>> Start Data lines
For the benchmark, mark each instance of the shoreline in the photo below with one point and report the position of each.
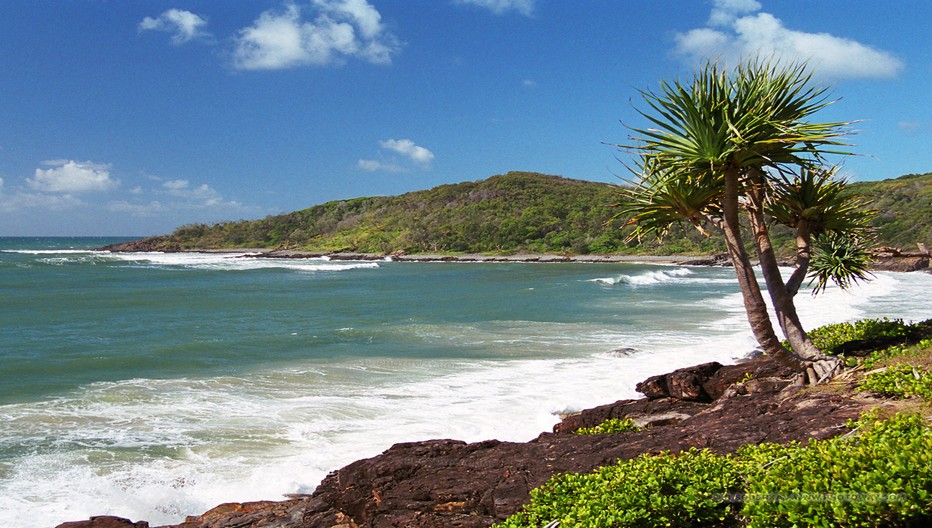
(477, 257)
(897, 262)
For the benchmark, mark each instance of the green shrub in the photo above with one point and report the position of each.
(612, 425)
(828, 337)
(879, 477)
(896, 351)
(899, 381)
(692, 488)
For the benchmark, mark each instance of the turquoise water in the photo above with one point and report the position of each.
(168, 383)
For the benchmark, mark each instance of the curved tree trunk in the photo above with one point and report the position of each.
(780, 296)
(807, 357)
(754, 304)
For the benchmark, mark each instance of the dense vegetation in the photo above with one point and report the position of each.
(515, 212)
(880, 474)
(904, 205)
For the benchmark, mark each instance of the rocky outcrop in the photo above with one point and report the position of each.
(471, 485)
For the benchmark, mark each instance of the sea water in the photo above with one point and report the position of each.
(154, 386)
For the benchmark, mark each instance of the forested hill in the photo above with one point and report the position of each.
(513, 212)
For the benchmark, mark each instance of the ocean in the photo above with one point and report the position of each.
(154, 386)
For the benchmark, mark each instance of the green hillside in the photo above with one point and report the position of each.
(904, 207)
(510, 213)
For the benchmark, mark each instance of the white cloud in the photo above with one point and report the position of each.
(203, 193)
(725, 12)
(184, 25)
(525, 7)
(72, 177)
(407, 148)
(747, 33)
(379, 166)
(177, 195)
(341, 29)
(409, 152)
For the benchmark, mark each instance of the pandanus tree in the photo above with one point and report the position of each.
(733, 144)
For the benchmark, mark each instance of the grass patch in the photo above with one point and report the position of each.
(880, 475)
(612, 425)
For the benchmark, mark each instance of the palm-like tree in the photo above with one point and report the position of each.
(732, 142)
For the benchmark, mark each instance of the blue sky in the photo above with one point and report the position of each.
(135, 117)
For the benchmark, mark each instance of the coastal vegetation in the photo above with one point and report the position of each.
(878, 474)
(521, 212)
(731, 144)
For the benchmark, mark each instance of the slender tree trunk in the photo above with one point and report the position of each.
(780, 297)
(803, 256)
(754, 304)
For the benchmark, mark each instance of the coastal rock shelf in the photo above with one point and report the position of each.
(471, 485)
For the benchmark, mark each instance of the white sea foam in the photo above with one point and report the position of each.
(162, 449)
(663, 276)
(234, 262)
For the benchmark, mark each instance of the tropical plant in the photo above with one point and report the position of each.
(727, 143)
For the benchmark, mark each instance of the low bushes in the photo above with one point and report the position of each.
(879, 476)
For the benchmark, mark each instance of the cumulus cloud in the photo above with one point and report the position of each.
(737, 29)
(407, 153)
(183, 25)
(525, 7)
(339, 30)
(203, 193)
(380, 166)
(71, 176)
(173, 196)
(407, 148)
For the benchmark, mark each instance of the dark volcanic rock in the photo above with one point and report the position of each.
(683, 384)
(451, 483)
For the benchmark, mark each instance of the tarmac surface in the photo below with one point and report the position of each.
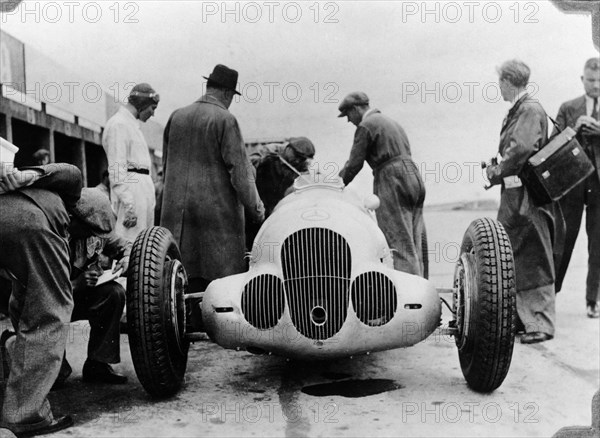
(419, 391)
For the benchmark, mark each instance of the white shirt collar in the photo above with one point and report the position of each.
(518, 96)
(589, 105)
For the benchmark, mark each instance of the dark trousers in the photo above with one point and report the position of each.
(102, 306)
(35, 250)
(585, 195)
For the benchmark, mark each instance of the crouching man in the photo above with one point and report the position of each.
(102, 305)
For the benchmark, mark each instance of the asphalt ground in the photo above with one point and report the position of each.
(418, 391)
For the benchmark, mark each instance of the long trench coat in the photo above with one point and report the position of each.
(208, 183)
(536, 233)
(397, 182)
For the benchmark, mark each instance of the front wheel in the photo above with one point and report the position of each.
(156, 312)
(485, 305)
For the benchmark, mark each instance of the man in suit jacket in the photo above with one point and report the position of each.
(581, 114)
(35, 252)
(531, 229)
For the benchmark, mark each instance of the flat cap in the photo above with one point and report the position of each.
(352, 99)
(303, 146)
(95, 211)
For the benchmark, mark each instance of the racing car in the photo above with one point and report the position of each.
(321, 285)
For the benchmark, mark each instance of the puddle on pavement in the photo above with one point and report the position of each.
(352, 388)
(336, 376)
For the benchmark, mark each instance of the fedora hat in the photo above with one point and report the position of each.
(224, 76)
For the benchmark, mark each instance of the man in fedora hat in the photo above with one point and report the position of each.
(131, 187)
(209, 183)
(383, 143)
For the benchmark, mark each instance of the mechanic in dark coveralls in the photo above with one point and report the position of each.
(35, 252)
(397, 182)
(275, 175)
(533, 231)
(92, 235)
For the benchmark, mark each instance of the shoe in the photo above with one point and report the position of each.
(5, 336)
(58, 423)
(100, 372)
(535, 337)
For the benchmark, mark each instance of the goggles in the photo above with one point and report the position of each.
(153, 96)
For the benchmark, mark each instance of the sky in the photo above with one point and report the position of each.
(431, 66)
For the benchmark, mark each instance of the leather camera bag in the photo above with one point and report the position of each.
(557, 168)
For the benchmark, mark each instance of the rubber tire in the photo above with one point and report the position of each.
(485, 352)
(159, 360)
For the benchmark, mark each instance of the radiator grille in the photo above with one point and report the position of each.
(316, 271)
(263, 301)
(374, 298)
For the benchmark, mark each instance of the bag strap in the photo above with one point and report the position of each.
(554, 122)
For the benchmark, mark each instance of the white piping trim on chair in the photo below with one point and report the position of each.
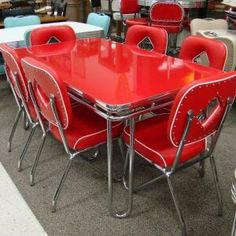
(183, 96)
(46, 72)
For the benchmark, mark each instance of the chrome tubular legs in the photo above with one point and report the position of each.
(216, 181)
(26, 146)
(201, 168)
(18, 114)
(32, 173)
(110, 183)
(63, 178)
(181, 219)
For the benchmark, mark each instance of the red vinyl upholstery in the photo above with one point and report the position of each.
(44, 35)
(82, 127)
(168, 15)
(13, 66)
(194, 45)
(157, 139)
(157, 36)
(132, 7)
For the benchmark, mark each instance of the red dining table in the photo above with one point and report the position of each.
(119, 82)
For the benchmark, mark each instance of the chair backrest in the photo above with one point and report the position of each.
(129, 7)
(46, 84)
(157, 36)
(52, 34)
(100, 20)
(207, 100)
(16, 21)
(207, 24)
(169, 12)
(12, 63)
(194, 46)
(60, 7)
(17, 11)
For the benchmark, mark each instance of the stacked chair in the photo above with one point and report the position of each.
(157, 38)
(100, 20)
(128, 13)
(168, 15)
(194, 46)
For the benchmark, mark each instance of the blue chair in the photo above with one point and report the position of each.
(100, 20)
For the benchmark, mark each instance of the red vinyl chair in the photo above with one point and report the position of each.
(194, 46)
(188, 134)
(18, 84)
(158, 37)
(78, 128)
(132, 7)
(168, 15)
(52, 34)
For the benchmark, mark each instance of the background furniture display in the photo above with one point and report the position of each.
(229, 38)
(100, 20)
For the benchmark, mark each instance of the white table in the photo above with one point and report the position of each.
(17, 34)
(184, 3)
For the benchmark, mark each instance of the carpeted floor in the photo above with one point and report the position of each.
(82, 207)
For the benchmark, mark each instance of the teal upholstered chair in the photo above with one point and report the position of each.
(100, 20)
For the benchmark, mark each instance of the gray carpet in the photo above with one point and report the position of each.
(82, 207)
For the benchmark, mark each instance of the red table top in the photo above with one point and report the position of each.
(115, 74)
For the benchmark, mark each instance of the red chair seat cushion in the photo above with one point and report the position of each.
(136, 21)
(87, 129)
(152, 142)
(170, 28)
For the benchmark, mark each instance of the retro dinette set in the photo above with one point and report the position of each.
(88, 91)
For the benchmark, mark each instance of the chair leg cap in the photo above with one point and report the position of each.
(53, 206)
(9, 147)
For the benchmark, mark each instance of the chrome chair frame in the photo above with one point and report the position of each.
(167, 173)
(22, 108)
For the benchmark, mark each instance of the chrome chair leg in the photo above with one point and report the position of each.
(18, 114)
(122, 148)
(25, 120)
(22, 156)
(94, 156)
(216, 181)
(233, 233)
(32, 172)
(125, 170)
(63, 178)
(181, 219)
(201, 168)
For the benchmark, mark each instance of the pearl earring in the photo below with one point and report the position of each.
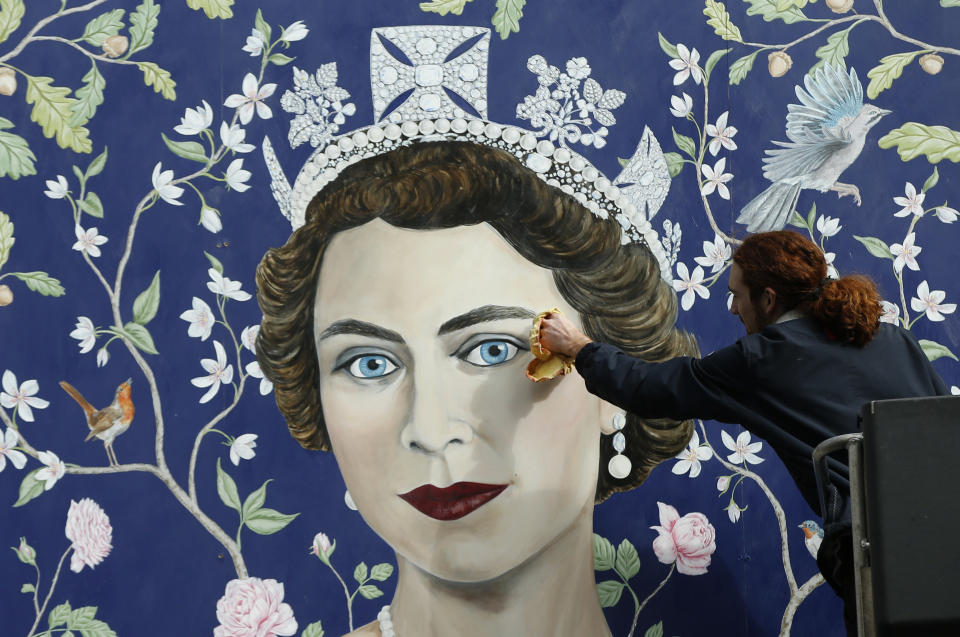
(619, 466)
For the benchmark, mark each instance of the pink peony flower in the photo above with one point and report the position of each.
(689, 540)
(88, 527)
(253, 607)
>> End Data lines
### Work to do
Arrange the lines from the one containing "For the benchmark, mark each instance of the red chair" through the end of the records as a JSON list of strings, one string per line and no blank lines, leaving the pictures out.

### The solution
[
  "For the benchmark, mark each instance of the red chair seat cushion in the photo above with one point and report the position of each.",
  "(136, 21)",
  "(87, 129)",
  "(152, 142)",
  "(170, 28)",
  "For the benchmark, mark each instance of the retro dinette set in the photo above with one point and report the position of each.",
  "(88, 91)",
  "For the benchmark, mark each instance of the chair leg cap in the photo above with one point and report the position of each.",
  "(53, 206)",
  "(9, 147)",
  "For the benchmark, mark each instance of the chrome chair frame in the photo above with one point and report the position of each.",
  "(167, 173)",
  "(22, 108)",
  "For the benchmark, mark each instance of the chrome chair leg in the photo above with one point and report the position of each.",
  "(18, 114)",
  "(122, 148)",
  "(25, 120)",
  "(22, 156)",
  "(94, 156)",
  "(216, 181)",
  "(233, 233)",
  "(32, 172)",
  "(125, 170)",
  "(63, 178)",
  "(181, 219)",
  "(201, 168)",
  "For the benchmark, mark each instance of the pearl earring in the photo below with one point and report the position of each.",
  "(619, 466)",
  "For the benchmark, mark each instance of the pink peony flower in the photo above with one point and report the position of each.",
  "(689, 540)",
  "(88, 527)",
  "(253, 607)"
]